== EXERCISE PROMPT ==
Write out the rows below again, swapping each "one dot per instance" for "one point for each instance" and leaving every other character unchanged.

== RECORDS TO USE ==
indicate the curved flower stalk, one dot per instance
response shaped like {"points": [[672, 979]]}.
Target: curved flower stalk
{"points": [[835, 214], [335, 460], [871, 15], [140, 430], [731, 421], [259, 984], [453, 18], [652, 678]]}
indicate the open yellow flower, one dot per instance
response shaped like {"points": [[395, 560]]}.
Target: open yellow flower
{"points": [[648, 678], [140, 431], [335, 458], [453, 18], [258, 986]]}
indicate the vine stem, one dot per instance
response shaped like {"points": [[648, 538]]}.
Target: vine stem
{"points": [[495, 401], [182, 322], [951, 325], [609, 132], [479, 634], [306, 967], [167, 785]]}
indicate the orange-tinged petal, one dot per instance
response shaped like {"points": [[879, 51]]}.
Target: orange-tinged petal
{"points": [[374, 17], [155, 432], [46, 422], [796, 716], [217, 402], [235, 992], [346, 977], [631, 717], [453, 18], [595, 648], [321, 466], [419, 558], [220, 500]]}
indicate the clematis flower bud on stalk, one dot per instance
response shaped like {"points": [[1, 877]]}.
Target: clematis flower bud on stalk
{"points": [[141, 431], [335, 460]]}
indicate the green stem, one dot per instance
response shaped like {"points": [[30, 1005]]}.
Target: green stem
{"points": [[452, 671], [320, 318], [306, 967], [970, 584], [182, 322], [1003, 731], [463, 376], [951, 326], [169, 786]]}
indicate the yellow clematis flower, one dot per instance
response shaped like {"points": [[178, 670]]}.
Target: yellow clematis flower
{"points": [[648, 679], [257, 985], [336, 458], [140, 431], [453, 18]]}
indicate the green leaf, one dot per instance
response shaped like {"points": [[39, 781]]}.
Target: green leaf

== TASK RESPONSE ==
indicate the curved flower stalk, one point for each instance
response shaped like {"points": [[672, 979]]}.
Target: curved flower stalk
{"points": [[835, 214], [335, 460], [871, 15], [140, 430], [731, 421], [259, 984], [453, 18], [652, 678]]}
indicate the open yellow flower, one point for each instance
response shaped like {"points": [[395, 560]]}.
Target: open yellow flower
{"points": [[648, 678], [140, 431], [335, 458], [453, 18], [258, 986]]}
indicate the vine stem, one point for each instance
response shaped like {"points": [[648, 538]]}.
Target: vine stem
{"points": [[495, 401], [182, 322], [951, 325], [609, 132], [479, 634], [306, 967], [167, 785]]}
indicate the orange-tinged petal, one point for each instance
response shaped like {"points": [[879, 51]]}.
Target: orange-tinged petal
{"points": [[374, 17], [155, 432], [46, 422], [796, 716], [217, 402], [235, 992], [346, 977], [631, 717], [453, 18], [595, 648], [321, 466], [419, 558], [220, 500]]}
indicate the clematis flower bud on stalk, one point for each instance
response shaped like {"points": [[1, 877]]}.
Target: clematis flower bud on stalk
{"points": [[141, 431], [335, 460]]}
indicate the green stem, one point for each instance
response shaped like {"points": [[30, 1005]]}.
Target: green stem
{"points": [[452, 671], [320, 318], [306, 967], [970, 584], [182, 322], [1003, 731], [463, 376], [951, 326], [169, 786]]}
indicate the yellow clematis flower, one point for each instance
response shaped like {"points": [[178, 670]]}.
Target: yellow clematis flower
{"points": [[648, 679], [257, 985], [336, 458], [140, 431], [453, 18]]}
indicate the green leaf, one point for each instance
response shaped like {"points": [[39, 781]]}.
Target: green leaf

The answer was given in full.